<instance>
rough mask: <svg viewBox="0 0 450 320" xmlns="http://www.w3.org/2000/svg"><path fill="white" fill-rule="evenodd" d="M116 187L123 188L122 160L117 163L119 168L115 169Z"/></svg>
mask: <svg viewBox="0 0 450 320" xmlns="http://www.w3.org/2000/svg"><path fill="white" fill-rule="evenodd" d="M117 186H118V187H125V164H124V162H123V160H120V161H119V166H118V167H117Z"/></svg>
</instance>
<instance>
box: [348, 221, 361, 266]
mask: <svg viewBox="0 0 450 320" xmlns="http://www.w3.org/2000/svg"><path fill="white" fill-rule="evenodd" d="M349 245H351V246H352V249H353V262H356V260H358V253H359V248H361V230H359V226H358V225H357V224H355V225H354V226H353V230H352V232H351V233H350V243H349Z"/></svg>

----------

Copy every record above exactly as it stands.

▸ **Answer area**:
<instance>
rough mask: <svg viewBox="0 0 450 320" xmlns="http://www.w3.org/2000/svg"><path fill="white" fill-rule="evenodd" d="M116 187L123 188L122 160L117 163L119 168L115 169Z"/></svg>
mask: <svg viewBox="0 0 450 320" xmlns="http://www.w3.org/2000/svg"><path fill="white" fill-rule="evenodd" d="M117 186H118V187H125V164H124V162H123V160H120V161H119V166H118V167H117Z"/></svg>
</instance>
<instance>
box: [348, 221, 361, 266]
mask: <svg viewBox="0 0 450 320" xmlns="http://www.w3.org/2000/svg"><path fill="white" fill-rule="evenodd" d="M349 245H351V246H352V249H353V262H356V260H358V253H359V248H361V230H359V226H358V225H357V224H355V225H354V226H353V230H352V232H351V233H350V243H349Z"/></svg>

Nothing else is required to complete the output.